EXERCISE REQUIREMENTS. Rewrite the material below as a numbered list, leaving out any blank lines.

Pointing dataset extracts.
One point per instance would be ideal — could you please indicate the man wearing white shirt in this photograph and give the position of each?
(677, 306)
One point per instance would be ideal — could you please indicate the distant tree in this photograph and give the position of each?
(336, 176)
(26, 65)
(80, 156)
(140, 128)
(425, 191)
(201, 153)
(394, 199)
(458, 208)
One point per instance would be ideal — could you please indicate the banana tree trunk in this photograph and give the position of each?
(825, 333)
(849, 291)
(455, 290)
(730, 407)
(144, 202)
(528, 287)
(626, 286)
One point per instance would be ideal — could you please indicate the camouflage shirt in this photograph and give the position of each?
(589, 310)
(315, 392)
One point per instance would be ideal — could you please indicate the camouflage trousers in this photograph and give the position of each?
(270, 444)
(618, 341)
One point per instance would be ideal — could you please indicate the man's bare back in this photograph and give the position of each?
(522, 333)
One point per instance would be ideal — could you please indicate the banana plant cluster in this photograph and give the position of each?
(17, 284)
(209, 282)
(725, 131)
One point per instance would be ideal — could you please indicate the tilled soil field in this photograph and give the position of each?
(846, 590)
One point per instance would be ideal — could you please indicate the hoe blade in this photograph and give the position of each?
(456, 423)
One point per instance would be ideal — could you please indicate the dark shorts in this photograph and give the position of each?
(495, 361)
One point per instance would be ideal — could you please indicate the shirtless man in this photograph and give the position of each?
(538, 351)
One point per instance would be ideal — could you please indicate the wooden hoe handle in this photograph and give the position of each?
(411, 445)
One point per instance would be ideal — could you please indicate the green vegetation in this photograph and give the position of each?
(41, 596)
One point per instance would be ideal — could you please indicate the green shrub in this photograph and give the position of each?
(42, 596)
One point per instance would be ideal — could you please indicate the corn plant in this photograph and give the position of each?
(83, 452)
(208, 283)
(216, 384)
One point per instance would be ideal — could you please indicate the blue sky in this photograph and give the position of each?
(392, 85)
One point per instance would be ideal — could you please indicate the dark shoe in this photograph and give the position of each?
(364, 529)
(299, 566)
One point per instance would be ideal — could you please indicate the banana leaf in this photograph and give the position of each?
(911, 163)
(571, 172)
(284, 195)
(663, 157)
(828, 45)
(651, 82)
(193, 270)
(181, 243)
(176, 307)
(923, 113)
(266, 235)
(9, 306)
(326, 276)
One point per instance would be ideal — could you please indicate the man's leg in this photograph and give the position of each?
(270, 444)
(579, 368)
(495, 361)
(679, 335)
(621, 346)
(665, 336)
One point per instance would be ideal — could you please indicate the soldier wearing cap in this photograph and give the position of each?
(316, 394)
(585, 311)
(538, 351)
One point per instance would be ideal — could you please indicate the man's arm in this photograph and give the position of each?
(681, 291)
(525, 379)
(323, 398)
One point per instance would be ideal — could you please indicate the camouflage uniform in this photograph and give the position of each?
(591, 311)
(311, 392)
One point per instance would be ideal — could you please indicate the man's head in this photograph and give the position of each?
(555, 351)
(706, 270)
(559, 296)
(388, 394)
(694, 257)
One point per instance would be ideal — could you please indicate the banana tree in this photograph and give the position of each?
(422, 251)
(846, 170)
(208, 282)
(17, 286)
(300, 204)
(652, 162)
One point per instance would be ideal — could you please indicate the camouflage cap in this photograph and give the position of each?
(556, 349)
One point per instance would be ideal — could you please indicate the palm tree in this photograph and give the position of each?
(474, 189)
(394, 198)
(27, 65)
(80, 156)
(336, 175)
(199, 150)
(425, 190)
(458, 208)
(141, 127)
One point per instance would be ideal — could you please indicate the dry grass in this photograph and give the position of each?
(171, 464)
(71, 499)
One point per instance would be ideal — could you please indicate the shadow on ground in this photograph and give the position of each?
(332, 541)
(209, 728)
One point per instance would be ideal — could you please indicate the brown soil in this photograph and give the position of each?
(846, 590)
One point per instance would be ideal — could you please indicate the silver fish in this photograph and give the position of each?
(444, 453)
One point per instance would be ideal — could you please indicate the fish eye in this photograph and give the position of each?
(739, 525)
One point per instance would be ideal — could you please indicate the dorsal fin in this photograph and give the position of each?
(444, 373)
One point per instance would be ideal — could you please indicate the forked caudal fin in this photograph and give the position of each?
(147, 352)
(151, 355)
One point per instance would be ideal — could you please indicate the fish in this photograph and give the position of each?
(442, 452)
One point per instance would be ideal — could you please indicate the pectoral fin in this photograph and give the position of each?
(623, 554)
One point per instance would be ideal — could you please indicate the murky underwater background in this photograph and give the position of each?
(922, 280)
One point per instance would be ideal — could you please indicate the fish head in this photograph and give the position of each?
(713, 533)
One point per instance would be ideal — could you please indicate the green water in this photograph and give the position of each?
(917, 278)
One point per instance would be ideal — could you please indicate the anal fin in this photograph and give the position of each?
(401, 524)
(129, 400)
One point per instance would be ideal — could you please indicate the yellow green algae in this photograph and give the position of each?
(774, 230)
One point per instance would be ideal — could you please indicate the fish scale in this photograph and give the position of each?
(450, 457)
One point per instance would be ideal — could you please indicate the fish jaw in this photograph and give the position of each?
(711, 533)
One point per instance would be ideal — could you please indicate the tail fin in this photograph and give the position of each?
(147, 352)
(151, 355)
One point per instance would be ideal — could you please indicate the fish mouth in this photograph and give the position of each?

WORKED ANSWER.
1. One point per instance would be ideal — could you please indicate the man wearing white shirt in this photograph and give the position of each?
2. (677, 306)
3. One point per instance would be ideal — could you please indicate the distant tree in this photograph and give the position of each?
4. (336, 176)
5. (26, 65)
6. (80, 156)
7. (140, 128)
8. (425, 191)
9. (201, 153)
10. (394, 199)
11. (458, 208)
12. One point per instance would be ideal — could you please indicate the banana tree trunk in this photograph and give the position of each?
13. (825, 333)
14. (849, 291)
15. (455, 290)
16. (730, 407)
17. (144, 202)
18. (528, 287)
19. (626, 286)
20. One point per instance would be ideal — could you please indicate the camouflage shirt in this photograph and give the position of each?
21. (589, 310)
22. (315, 392)
23. One point per instance would be ideal — could you please indicate the camouflage trousers in this photograph and give the position of each?
24. (270, 444)
25. (618, 341)
26. One point per instance would be ideal — could you please indicate the man's bare back in this photograph and give the position of each?
27. (522, 333)
28. One point per instance would be ideal — could you please indicate the banana plant cluster in this photograph and give the position of each?
29. (17, 284)
30. (209, 282)
31. (725, 131)
32. One point per instance would be ideal — could you please indicate the tilled soil field in this photograph and give the position of each?
33. (846, 590)
34. One point per instance would be ideal — could you please indicate the hoe blade in this photograph and give the position of each?
35. (456, 423)
36. One point per instance would be ideal — could you please indicate the dark shorts in this photograph and give the position of each?
37. (495, 361)
38. One point per instance would be ideal — could you please indicate the shirtless man in this photograph and give the position of each?
39. (538, 351)
40. One point per instance would be ideal — could you please indicate the wooden hoe handle in this photograph and give the position of each?
41. (411, 445)
42. One point per instance would be ideal — could you please indicate the green vegetation in this photograph and give the position of each?
43. (41, 596)
44. One point per instance would be ideal — could you please indicate the green shrub in this photograph and give the position of each?
45. (42, 596)
46. One point per instance would be ideal — could you please indicate the corn plant in this photograph and give the position of each?
47. (83, 452)
48. (208, 283)
49. (216, 384)
50. One point per instance would be ideal — could you please indicate the blue sky in this photograph and give the position of each?
51. (392, 85)
52. One point per instance would be ideal — could you please indicate the dark shoe in this photograph and give the position of each?
53. (364, 529)
54. (299, 566)
55. One point per instance would be ideal — could you please indicate the banana leaf in this photograph and give the position of each?
56. (911, 163)
57. (571, 172)
58. (284, 195)
59. (663, 157)
60. (828, 45)
61. (651, 82)
62. (193, 270)
63. (181, 243)
64. (176, 307)
65. (923, 113)
66. (266, 235)
67. (9, 306)
68. (326, 276)
69. One point per instance would be ideal — could you please indicate the man's leg in this photograph and give the position of each?
70. (270, 444)
71. (579, 368)
72. (495, 361)
73. (679, 335)
74. (621, 346)
75. (665, 336)
76. One point per instance would be ideal — could you please indicate the soldier wearing cap in this photograph and give the position of each?
77. (316, 394)
78. (585, 311)
79. (538, 351)
80. One point per instance would be ideal — could you please indicate the man's arm in this photograph and give the position of each?
81. (681, 291)
82. (525, 379)
83. (323, 398)
84. One point per instance would be ideal — could you please indicate the camouflage uniform in this photograph and give the position of each?
85. (591, 311)
86. (311, 392)
87. One point per instance would be ideal — could you please indicate the man's head in this photograph and give the position of each?
88. (555, 351)
89. (706, 270)
90. (559, 296)
91. (388, 394)
92. (694, 257)
93. One point per instance would be ideal — could you please indicate the banana tree in this photograph and give the position of each?
94. (422, 251)
95. (846, 170)
96. (208, 282)
97. (17, 286)
98. (300, 204)
99. (652, 162)
100. One point per instance would be ideal — could you please indicate the camouflage cap in this photograph and give the position of each?
101. (556, 349)
102. One point per instance would be ideal — could you please indicate the palm tree in this photograph and give the position of each?
103. (474, 189)
104. (394, 198)
105. (27, 65)
106. (80, 156)
107. (336, 175)
108. (199, 150)
109. (425, 190)
110. (458, 208)
111. (141, 127)
112. One point per instance would be ideal — could you please indicate the dry grass in this photograph and give the position of each?
113. (171, 464)
114. (71, 499)
115. One point per instance would be ideal — could you please indicate the shadow on ground in this photograph and give the position of each?
116. (332, 541)
117. (209, 728)
118. One point per instance would be ideal — could you please indicate the brown soil in this photograph and give the position of each?
119. (846, 590)
120. One point per instance would be ideal — could you please indicate the silver fish in this photograph and give the position of each?
121. (444, 453)
122. One point per instance would be ideal — could you please indicate the fish eye in this photograph and give the position of each?
123. (739, 525)
124. One point per instance would be ideal — could you please indicate the dorsal fin in this photograph and give the position of each?
125. (444, 373)
126. One point per instance would be ideal — could you please indicate the forked caudal fin in this photograph and give the position of each?
127. (147, 352)
128. (151, 355)
129. One point per instance would be ideal — could you please indicate the fish in this photograph and give the position of each?
130. (442, 452)
131. One point per instance would be ideal — could you please indicate the pectoral fin in this photograph and give the position of each?
132. (623, 554)
133. One point per instance would be ideal — could you please indicate the murky underwater background in this photograph and give the position of each?
134. (922, 280)
135. One point per instance would be ideal — could you please indicate the fish head in this photograph and give the position of each?
136. (713, 533)
137. One point per instance would be ideal — could you please indicate the green water in this photograph and give the position of each?
138. (917, 278)
139. One point per instance would be ideal — could you please indicate the anal fin in this photograph and give the position of each?
140. (401, 524)
141. (129, 400)
142. One point per instance would be ideal — could you please indicate the yellow green algae in this photograph and give the position of each?
143. (774, 230)
144. One point per instance would be ideal — could you please indicate the fish scale in this photograph and give the position of each?
145. (450, 457)
146. One point per instance would be ideal — could you please indicate the fish jaw in this photograph and give the position of each?
147. (711, 533)
148. One point per instance would be ideal — could you please indicate the tail fin in this photograph and give the position of each?
149. (147, 352)
150. (151, 355)
151. One point per instance would be ideal — could you please indicate the fish mouth in this photograph and give the position of each?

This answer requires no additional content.